▶ [What to produce] Work through the entries below and report how many lines include "hand". The number alone is the answer.

▶ [Task material]
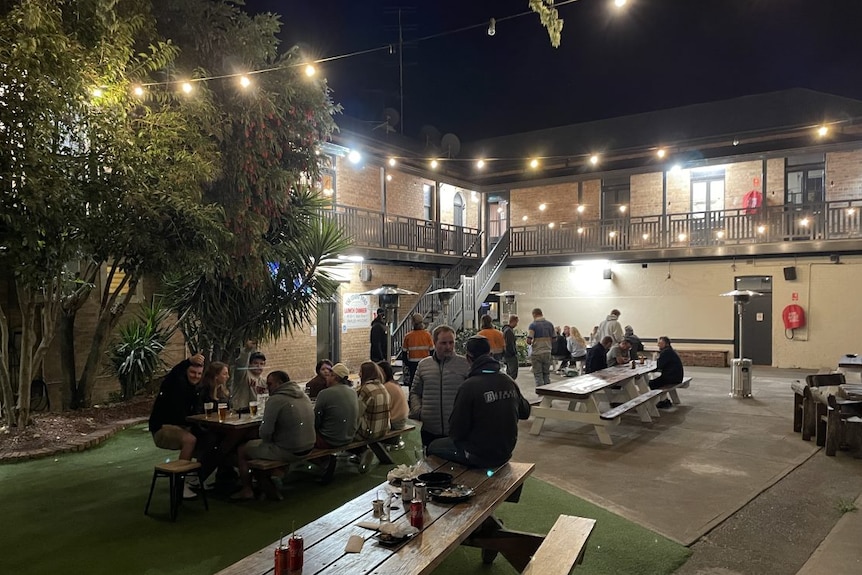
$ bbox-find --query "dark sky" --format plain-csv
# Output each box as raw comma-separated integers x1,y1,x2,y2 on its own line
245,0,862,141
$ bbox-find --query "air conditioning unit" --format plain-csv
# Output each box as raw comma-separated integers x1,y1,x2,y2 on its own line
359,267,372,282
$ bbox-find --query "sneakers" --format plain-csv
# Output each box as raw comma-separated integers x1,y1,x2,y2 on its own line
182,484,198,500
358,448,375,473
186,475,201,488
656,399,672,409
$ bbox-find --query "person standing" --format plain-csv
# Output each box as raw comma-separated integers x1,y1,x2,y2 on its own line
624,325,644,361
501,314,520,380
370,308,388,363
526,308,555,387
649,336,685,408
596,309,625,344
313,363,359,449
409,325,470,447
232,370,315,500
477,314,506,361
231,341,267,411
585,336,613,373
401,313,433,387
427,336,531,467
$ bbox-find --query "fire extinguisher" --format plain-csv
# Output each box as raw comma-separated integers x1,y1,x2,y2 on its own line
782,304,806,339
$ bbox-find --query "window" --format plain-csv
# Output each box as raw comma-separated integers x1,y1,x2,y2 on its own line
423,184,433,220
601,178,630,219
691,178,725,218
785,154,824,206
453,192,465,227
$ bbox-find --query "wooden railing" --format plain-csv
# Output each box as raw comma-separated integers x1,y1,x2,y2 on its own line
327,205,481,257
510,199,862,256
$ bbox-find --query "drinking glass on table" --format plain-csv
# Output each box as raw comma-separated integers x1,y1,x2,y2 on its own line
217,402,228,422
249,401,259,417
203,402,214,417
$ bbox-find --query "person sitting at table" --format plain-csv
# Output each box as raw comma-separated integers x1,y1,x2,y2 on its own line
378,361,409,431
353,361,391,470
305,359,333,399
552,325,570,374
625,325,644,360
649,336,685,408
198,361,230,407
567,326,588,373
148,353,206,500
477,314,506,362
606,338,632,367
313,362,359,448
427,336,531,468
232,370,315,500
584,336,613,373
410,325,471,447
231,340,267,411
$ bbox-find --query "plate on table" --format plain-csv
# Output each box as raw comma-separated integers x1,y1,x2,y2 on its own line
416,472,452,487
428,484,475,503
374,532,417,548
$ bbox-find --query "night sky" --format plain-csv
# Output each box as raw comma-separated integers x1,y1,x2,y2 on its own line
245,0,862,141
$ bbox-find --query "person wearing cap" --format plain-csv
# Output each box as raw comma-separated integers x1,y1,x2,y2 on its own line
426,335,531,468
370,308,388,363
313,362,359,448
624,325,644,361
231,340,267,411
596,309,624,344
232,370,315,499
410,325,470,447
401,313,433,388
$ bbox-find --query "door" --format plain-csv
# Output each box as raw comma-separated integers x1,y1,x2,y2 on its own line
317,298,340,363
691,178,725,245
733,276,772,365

---

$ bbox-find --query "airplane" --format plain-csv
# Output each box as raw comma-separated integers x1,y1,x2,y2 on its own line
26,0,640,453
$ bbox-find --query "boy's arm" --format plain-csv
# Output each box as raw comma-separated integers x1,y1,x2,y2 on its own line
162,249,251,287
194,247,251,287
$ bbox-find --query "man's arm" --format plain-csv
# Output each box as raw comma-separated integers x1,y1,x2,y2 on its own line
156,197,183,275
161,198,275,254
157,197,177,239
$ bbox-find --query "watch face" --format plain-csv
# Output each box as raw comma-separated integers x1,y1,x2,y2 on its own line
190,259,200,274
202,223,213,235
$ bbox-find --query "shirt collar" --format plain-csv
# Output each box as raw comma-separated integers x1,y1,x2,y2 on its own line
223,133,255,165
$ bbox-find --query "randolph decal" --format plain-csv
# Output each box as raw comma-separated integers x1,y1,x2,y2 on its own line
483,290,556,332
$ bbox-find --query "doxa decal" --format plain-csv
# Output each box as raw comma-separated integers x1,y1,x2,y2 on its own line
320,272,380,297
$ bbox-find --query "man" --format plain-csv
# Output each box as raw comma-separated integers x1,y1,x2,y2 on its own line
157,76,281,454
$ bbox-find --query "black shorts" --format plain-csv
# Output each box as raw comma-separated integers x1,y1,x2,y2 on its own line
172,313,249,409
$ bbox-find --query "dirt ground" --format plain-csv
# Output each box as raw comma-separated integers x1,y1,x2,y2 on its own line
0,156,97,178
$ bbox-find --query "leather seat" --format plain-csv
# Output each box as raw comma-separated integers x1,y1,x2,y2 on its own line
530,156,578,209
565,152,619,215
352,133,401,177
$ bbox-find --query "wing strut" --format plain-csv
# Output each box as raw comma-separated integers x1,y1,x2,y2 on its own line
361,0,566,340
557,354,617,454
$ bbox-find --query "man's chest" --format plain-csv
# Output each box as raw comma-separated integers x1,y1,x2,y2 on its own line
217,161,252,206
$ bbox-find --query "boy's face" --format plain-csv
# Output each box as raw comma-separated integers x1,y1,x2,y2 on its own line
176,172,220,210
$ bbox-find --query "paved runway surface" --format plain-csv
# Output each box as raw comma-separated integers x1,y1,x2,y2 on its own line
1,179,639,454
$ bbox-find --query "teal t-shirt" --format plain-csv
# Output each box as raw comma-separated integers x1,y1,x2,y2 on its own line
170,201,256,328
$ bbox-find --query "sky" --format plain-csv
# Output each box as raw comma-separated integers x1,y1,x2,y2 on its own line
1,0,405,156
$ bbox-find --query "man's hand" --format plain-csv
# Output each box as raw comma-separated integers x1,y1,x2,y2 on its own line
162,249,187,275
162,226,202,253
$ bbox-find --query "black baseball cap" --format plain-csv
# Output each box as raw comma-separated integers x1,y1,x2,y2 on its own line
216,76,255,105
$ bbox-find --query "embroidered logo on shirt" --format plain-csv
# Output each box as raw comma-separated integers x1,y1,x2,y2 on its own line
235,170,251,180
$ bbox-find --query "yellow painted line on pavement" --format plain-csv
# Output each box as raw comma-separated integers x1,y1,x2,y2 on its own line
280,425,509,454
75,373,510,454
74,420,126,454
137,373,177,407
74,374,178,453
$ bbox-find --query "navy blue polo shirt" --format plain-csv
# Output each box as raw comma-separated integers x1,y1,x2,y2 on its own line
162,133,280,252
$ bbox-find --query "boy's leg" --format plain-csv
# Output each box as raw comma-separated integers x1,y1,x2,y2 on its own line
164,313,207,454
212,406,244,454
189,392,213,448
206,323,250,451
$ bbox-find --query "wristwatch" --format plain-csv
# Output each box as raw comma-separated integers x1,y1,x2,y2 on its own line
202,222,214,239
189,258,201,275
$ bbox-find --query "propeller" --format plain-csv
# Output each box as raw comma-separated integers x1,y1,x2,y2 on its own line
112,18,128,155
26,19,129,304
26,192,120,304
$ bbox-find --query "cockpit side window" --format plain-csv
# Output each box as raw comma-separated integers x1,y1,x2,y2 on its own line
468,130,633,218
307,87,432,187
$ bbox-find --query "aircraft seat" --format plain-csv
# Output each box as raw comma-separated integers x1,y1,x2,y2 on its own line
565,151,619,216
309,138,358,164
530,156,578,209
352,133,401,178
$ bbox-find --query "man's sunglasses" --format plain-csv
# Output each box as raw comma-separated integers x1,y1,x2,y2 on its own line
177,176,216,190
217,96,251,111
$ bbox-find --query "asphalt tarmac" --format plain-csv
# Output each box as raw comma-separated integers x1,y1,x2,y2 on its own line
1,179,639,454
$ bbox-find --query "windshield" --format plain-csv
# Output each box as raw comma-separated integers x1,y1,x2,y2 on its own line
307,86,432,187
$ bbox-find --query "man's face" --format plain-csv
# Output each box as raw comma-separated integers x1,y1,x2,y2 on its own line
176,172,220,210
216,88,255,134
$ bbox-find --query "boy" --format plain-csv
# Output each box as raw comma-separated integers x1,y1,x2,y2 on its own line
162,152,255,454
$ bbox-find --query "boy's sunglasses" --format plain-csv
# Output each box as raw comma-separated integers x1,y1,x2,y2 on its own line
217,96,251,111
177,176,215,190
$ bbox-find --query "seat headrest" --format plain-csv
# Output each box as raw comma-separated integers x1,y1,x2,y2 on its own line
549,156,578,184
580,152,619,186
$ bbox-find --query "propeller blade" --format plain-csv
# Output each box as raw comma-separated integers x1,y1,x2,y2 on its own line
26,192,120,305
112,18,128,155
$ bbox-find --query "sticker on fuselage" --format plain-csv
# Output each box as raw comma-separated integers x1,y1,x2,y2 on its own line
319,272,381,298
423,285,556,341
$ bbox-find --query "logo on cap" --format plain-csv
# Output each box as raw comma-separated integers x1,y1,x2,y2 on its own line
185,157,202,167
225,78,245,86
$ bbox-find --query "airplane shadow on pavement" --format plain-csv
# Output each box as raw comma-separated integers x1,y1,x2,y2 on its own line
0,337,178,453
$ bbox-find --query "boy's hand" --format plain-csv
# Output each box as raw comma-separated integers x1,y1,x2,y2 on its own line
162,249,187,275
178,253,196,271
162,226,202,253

* * *

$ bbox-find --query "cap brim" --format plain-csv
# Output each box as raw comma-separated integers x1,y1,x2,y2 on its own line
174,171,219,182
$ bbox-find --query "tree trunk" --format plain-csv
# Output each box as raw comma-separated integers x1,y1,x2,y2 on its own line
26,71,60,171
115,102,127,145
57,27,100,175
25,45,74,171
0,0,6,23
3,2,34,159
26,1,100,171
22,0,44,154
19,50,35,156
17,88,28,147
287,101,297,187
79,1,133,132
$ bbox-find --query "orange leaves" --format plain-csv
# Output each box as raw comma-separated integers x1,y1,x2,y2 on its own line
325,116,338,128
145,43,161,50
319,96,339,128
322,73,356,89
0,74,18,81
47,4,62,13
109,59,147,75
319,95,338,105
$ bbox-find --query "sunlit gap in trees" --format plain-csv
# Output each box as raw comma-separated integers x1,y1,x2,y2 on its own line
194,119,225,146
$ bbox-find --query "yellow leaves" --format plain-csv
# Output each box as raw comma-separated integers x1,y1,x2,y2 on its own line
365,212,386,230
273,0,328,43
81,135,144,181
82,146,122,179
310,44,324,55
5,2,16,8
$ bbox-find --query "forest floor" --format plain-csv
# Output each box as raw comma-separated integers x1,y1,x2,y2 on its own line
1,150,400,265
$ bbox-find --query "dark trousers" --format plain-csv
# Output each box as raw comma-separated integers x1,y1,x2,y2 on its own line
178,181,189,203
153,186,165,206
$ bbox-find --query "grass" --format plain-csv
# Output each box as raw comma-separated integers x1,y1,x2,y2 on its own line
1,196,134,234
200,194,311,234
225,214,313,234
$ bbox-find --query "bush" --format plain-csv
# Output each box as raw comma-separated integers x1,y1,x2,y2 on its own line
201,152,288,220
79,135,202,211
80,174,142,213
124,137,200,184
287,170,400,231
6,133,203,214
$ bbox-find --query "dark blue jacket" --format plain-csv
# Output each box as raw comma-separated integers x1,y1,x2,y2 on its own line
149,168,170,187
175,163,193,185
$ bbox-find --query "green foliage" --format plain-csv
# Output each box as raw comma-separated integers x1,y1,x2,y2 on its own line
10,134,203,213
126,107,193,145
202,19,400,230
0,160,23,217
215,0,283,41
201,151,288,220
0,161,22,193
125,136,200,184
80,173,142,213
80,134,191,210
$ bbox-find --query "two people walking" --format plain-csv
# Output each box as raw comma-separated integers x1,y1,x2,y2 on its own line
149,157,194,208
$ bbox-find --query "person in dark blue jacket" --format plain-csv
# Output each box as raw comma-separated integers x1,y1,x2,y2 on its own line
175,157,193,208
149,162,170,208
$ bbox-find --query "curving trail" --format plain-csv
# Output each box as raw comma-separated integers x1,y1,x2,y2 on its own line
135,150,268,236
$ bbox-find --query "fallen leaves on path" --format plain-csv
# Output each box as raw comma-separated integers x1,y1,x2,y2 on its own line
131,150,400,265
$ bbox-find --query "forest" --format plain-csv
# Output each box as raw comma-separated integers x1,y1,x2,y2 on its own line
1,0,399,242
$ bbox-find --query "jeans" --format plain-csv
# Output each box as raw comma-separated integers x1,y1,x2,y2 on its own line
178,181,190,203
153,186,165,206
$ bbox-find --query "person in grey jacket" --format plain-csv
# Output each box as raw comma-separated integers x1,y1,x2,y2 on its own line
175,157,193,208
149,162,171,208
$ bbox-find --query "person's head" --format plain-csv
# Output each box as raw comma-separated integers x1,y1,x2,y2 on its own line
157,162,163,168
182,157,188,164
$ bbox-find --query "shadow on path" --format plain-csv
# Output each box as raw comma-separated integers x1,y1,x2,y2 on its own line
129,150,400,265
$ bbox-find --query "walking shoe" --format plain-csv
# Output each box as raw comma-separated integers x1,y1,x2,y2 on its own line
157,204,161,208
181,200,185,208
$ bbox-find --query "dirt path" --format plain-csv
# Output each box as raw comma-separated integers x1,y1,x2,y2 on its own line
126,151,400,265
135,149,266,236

▶ [Answer space] 2